- **Exercise text**:
# # # # #
CORNWALL, Ontario – Cornwall City Council has created a $500,000 loan fund to support small businesses in Cornwall.
The fund will be dolled out to businesses in $5,000 allotments, split in two payments.
The first payment of $2,500 would be immediate to help sustain the business, the second half would serve as a transitional fund for businesses who need to pivot their model in order to re-open; such things might include installing plexiglass to protect cashiers from being infected with COVID-19.
Businesses that are eligible to apply for one of the $5,000 loans must be for-profit enterprises that operate in Cornwall with 25 or fewer employees which can prove that they have been adversely affected by the COVID-19 pandemic.
The City will be creating the fund by dipping into the Brownfields Reserve. The Brownfields Reserve is a $1 million fund used to reimburse businesses who clean-up toxic lands for development.
The City plans to fully repay the $500,000 taken from the Brownfield Reserve as the loans are repaid. If businesses repay $4,000 of their $5,000 loan by Dec. 31, 2022, then $1,000 of that loan will be forgiven.
Mark Boileau, City of Cornwall’s General Manager of Planning and Infrastructure explained that time was of the essence in establishing this Small Business Emergency Loan Program.
“It is something that needs to be turned around quickly,” said Boileau. “There are businesses that are facing hardship and need this quickly.”
The deadline to apply for the fund is May 15. Cornwall’s Chief Administrative Officer (CAO) Maureen Adams stated that application forms should be available on the City of Cornwall website by April 30.
“Small businesses are hurting, no question about it,” said Councillor Claude McIntosh. “You can open the doors again, but will people come in. Bars and restaurants especially.”
Concerns were raised over the number of applications that the City might receive, with Mark Boileau estimating that there were roughly 2,000 businesses in Cornwall, with the fund only able to cover 100 of them.
Boileau stated that should the City receive a large number of applications, that he would return to Council with the idea of the program being revisited.
Councillor Syd Gardiner voiced his support for the fund, but asked what would happen if a business shutdown without being able to repay their loan.
“The whole goal of this program is to provide support to those businesses that are detrimentally affected,” said Adams. “Is there a risk, definitely.”
# # # # #
- **Excerpted data**:

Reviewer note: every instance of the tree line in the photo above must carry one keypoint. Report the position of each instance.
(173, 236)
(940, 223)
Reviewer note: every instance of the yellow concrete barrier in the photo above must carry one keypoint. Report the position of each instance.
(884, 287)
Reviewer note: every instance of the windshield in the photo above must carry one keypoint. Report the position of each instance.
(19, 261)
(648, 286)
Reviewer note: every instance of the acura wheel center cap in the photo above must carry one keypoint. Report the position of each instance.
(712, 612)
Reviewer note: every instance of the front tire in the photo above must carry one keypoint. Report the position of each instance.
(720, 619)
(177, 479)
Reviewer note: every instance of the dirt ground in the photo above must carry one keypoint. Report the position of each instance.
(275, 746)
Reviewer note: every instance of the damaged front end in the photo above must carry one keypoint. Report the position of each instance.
# # # # #
Reproduce the part of the Cornwall loan fund article that begins at the words "The fund will" and stops after "infected with COVID-19.". The records have no connection to the text.

- **The completed task**:
The fund will be dolled out to businesses in $5,000 allotments, split in two payments.
The first payment of $2,500 would be immediate to help sustain the business, the second half would serve as a transitional fund for businesses who need to pivot their model in order to re-open; such things might include installing plexiglass to protect cashiers from being infected with COVID-19.